* Set task *
Copy out the stretch from the start of the material through the line containing "[[0, 164, 436, 327]]", changing every "Class of interest" to "Target category" and keeping all other text the same.

Data listing
○ ○ ○ ○ ○

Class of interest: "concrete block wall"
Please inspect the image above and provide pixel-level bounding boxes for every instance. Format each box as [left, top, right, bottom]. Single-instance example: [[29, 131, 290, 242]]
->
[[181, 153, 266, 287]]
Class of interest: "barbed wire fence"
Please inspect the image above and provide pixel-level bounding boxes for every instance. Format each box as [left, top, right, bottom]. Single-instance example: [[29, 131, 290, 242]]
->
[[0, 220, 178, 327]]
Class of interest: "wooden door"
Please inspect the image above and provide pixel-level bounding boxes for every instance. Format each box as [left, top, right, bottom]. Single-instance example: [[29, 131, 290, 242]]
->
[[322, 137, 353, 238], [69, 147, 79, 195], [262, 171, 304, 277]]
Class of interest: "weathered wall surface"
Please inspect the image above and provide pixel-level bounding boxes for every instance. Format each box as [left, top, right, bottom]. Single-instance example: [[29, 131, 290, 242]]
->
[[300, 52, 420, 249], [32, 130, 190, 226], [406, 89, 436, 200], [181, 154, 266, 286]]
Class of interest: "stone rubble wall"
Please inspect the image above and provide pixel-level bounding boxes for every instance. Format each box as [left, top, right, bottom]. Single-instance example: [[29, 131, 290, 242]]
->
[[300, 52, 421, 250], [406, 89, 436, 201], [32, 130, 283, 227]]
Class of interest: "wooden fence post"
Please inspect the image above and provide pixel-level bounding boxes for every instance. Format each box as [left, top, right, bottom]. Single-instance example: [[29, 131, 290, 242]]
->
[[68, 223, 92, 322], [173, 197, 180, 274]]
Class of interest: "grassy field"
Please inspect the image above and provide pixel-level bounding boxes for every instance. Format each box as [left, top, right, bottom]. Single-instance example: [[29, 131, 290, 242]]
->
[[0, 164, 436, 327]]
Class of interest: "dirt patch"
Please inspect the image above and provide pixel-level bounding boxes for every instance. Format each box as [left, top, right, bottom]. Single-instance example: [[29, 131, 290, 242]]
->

○ ○ ○ ○ ○

* Complete answer *
Target category: "concrete block wall"
Please inspect the image above and provide pixel-level bounding boxes for every instance. Format each box as [left, top, right, bottom]. Single-instance example: [[29, 131, 290, 242]]
->
[[181, 153, 266, 287]]
Target category: "barbed wire fence"
Please inspect the image above and provide pixel-level bounding boxes for every instance. Format each box as [left, top, right, bottom]. Single-instance example: [[29, 131, 290, 242]]
->
[[0, 220, 178, 327]]
Target category: "wooden door"
Please inspect the image above and provide pixel-level bounding boxes for every instance. Format each box as [left, top, right, bottom]. Single-instance example: [[29, 131, 290, 242]]
->
[[322, 137, 353, 238], [69, 147, 79, 195], [262, 171, 304, 277]]
Target category: "weathered wall surface"
Please inspect the image above and provide pixel-level bounding boxes for every instance. Format each box as [left, top, right, bottom]. Single-instance example: [[29, 131, 290, 242]]
->
[[300, 52, 420, 249], [32, 130, 190, 226], [406, 89, 436, 200], [181, 154, 266, 286]]
Target category: "stone rubble wall"
Please inspect the image above and provide pixel-level bounding boxes for every instance. Format each box as [left, top, right, bottom]. Single-instance example: [[29, 131, 290, 242]]
->
[[300, 52, 421, 250], [406, 89, 436, 201], [32, 130, 283, 227]]
Target category: "wooden fence post"
Please inspect the image above and provide pixel-level bounding boxes for every instance. Format each box as [left, top, right, bottom]. Single-instance example: [[29, 131, 290, 242]]
->
[[68, 223, 92, 322], [173, 197, 180, 274]]
Target category: "grassy field"
Please inspect the image above and provide pixel-level bounding boxes for every instance. Format each box as [left, top, right, bottom]. Single-instance example: [[29, 131, 290, 242]]
->
[[0, 164, 436, 327]]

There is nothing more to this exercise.